Segmentation data

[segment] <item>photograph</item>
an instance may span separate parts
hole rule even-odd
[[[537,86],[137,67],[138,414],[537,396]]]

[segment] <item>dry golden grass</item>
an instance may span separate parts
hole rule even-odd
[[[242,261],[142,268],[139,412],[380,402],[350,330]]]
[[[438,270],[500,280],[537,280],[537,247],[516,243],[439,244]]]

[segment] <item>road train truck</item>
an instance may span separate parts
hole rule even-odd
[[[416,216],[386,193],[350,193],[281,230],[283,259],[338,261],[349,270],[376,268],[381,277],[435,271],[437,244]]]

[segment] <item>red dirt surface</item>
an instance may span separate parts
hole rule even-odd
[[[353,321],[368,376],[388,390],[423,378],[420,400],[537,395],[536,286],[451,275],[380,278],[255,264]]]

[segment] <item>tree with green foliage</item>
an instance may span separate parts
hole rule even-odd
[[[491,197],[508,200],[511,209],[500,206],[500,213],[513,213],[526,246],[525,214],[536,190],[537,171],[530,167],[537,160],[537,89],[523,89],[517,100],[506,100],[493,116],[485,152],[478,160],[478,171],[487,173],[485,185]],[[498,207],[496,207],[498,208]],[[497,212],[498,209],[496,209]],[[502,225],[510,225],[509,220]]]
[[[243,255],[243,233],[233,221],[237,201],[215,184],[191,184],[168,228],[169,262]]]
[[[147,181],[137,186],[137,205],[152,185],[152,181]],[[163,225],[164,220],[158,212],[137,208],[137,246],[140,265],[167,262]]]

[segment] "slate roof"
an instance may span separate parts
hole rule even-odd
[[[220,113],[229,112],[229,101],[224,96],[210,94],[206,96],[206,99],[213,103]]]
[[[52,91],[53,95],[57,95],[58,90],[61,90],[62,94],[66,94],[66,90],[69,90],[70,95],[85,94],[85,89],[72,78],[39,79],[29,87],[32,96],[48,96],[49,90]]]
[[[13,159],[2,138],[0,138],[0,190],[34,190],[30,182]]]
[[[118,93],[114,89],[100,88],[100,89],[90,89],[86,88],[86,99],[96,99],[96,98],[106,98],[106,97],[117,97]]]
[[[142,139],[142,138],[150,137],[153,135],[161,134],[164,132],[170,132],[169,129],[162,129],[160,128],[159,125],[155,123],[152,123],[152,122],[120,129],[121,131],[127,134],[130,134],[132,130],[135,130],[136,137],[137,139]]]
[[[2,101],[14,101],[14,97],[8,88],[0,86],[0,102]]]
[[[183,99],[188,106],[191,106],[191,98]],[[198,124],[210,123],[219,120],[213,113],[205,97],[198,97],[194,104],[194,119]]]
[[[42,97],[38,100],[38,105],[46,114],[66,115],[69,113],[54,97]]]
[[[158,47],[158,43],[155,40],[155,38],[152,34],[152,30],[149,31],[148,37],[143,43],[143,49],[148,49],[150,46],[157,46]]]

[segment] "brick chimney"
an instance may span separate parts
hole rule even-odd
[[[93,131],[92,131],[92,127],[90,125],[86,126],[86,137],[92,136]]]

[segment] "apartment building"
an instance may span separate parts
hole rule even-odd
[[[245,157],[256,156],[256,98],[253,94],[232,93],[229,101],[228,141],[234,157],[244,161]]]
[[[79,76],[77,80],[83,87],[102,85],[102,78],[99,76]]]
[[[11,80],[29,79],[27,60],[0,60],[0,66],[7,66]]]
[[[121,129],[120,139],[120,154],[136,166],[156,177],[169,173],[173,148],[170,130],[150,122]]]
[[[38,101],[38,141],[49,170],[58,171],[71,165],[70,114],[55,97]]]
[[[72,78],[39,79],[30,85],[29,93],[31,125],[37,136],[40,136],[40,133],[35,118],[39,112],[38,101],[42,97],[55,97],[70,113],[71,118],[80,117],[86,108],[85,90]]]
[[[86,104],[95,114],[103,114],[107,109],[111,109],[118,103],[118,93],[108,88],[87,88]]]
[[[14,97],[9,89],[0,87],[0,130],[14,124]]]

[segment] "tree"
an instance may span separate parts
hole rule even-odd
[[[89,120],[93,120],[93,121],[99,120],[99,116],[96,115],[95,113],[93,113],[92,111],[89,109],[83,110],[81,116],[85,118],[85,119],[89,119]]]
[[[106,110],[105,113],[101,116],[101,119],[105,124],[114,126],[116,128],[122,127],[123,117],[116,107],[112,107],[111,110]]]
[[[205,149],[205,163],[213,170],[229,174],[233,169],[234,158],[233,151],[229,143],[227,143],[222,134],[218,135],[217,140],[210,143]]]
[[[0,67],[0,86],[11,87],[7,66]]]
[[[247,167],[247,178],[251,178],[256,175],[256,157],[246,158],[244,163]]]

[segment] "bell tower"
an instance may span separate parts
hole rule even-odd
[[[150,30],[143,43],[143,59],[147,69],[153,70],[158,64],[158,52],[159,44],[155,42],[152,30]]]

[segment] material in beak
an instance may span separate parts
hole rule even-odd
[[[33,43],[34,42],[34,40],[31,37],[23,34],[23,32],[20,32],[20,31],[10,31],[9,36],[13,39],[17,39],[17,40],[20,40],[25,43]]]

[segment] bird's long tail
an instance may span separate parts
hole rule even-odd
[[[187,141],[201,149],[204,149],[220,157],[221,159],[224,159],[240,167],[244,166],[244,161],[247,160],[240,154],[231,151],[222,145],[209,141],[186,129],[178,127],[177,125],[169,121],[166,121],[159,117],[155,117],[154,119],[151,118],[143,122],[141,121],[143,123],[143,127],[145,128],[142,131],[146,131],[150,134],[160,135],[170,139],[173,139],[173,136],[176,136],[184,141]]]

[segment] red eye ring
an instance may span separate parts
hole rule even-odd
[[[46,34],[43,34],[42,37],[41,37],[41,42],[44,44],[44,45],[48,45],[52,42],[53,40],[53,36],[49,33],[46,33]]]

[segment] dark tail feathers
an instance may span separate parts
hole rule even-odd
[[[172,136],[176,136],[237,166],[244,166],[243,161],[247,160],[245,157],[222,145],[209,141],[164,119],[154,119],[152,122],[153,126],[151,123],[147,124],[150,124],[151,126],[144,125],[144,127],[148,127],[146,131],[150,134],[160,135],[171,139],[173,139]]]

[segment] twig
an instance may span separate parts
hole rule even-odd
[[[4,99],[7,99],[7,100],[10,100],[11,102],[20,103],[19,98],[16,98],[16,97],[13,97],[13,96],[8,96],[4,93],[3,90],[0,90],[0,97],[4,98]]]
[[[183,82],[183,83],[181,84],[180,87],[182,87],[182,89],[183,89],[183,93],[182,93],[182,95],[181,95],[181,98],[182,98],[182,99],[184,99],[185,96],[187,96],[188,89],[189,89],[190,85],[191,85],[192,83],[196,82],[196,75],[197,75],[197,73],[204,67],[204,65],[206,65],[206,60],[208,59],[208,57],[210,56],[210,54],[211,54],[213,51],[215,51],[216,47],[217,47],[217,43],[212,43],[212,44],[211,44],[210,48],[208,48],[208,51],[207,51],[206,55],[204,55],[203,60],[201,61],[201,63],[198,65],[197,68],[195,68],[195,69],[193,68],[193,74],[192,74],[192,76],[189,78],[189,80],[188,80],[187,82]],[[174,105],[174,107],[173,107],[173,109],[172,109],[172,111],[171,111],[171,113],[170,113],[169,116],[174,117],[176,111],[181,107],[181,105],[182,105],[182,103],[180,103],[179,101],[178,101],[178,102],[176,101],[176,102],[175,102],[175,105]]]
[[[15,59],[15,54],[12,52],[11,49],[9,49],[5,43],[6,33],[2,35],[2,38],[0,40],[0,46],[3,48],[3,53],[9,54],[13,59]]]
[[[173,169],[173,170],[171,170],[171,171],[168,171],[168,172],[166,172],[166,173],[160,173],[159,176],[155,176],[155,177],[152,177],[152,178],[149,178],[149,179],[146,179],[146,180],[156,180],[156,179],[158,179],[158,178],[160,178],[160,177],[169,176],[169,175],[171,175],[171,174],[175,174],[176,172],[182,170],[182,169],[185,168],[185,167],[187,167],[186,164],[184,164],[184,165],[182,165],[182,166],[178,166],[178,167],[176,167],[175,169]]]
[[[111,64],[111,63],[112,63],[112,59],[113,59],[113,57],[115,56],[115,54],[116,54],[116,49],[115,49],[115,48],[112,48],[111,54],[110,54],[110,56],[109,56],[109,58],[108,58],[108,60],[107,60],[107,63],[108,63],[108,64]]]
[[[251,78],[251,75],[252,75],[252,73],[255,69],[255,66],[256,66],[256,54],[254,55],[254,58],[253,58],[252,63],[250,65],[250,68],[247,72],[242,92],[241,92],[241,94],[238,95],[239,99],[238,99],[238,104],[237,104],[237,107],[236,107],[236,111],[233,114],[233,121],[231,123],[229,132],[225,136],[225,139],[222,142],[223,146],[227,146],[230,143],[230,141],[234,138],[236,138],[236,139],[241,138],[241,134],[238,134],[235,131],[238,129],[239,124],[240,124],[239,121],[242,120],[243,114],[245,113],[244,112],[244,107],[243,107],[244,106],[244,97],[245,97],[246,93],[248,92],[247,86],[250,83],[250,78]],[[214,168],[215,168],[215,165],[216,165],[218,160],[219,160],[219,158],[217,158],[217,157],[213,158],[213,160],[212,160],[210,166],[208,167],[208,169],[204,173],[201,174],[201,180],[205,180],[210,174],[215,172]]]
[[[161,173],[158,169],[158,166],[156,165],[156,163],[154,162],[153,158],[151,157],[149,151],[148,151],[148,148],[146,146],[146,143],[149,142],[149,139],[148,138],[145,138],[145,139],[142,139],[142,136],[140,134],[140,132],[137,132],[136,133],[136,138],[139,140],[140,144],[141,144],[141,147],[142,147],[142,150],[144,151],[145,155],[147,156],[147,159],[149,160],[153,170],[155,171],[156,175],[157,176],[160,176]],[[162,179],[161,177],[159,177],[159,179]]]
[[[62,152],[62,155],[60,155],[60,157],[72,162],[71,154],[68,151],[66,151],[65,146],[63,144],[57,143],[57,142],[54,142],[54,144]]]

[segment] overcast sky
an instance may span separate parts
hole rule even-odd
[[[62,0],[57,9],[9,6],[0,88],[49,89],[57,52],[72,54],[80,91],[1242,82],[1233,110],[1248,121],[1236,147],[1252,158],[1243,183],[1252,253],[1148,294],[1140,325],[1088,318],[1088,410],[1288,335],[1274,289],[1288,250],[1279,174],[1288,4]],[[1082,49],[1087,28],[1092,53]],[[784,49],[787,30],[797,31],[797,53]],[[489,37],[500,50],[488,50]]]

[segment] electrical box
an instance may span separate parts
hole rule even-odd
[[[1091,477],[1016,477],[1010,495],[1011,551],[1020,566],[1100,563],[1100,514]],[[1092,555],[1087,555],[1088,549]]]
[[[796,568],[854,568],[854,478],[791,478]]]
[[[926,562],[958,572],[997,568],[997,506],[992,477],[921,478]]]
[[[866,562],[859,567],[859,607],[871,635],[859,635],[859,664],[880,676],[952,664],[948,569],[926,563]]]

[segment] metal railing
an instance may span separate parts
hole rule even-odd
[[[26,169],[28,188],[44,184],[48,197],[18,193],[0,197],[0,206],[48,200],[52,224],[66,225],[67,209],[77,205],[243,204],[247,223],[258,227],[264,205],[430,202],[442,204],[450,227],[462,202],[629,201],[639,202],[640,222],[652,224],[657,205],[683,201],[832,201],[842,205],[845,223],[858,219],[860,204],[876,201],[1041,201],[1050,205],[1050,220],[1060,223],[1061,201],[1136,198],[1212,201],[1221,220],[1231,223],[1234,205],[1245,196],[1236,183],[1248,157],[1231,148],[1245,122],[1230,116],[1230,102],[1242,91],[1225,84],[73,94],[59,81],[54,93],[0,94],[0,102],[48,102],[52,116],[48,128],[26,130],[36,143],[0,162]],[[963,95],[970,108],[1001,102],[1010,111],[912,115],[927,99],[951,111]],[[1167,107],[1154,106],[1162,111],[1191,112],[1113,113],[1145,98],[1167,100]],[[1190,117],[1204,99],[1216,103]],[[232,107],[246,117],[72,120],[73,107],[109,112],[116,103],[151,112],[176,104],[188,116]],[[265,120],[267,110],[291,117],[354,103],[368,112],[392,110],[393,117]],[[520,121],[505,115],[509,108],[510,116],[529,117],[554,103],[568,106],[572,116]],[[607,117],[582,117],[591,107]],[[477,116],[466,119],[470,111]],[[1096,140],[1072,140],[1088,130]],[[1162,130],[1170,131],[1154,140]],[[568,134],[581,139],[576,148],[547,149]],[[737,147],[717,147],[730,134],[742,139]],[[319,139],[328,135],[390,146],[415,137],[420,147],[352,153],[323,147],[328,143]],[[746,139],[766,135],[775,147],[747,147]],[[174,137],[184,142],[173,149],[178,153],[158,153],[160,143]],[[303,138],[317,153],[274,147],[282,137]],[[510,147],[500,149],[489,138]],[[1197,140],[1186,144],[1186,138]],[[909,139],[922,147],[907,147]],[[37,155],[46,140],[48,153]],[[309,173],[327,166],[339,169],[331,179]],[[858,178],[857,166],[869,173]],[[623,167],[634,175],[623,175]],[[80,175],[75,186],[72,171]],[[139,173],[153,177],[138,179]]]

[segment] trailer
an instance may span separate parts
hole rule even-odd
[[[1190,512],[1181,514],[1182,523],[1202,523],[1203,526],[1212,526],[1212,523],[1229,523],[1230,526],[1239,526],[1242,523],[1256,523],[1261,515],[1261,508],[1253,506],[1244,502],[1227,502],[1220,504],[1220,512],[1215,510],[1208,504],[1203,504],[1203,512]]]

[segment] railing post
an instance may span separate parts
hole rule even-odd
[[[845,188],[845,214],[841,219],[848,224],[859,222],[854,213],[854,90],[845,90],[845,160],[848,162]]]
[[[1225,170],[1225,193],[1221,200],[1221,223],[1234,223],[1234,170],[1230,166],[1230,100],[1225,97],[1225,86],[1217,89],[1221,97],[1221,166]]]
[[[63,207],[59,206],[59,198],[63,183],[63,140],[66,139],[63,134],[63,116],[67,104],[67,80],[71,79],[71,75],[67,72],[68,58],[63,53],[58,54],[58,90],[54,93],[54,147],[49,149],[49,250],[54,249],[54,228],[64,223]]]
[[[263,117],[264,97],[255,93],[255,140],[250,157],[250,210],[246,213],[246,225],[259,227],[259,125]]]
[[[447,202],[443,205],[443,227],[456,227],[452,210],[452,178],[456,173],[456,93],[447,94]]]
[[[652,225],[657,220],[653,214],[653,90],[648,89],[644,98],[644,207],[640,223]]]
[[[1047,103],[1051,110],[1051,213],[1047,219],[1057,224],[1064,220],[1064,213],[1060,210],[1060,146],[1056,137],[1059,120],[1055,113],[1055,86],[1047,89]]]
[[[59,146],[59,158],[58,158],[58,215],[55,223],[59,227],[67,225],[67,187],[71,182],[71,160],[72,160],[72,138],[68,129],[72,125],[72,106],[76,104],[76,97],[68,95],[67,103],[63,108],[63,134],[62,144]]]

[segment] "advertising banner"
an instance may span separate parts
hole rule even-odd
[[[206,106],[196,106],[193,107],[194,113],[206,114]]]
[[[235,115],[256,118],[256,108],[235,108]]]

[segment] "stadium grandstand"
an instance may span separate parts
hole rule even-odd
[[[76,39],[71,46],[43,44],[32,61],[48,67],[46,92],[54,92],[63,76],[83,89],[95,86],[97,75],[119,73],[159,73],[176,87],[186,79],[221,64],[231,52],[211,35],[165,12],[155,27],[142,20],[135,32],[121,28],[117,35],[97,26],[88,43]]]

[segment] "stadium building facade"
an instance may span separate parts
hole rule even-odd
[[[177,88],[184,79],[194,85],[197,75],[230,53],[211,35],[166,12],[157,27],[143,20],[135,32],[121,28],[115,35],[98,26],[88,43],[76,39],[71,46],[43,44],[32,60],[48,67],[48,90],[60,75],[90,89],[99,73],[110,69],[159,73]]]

= WHAT IS BEING ASKED =
Copy out the material word for word, from its first line through the line that contains "[[[537,86],[137,67],[138,414],[537,396]]]", including both of those lines.

= OUTPUT =
[segment] <item>photograph</item>
an instance may span separate parts
hole rule even-odd
[[[537,86],[137,67],[138,414],[537,396]]]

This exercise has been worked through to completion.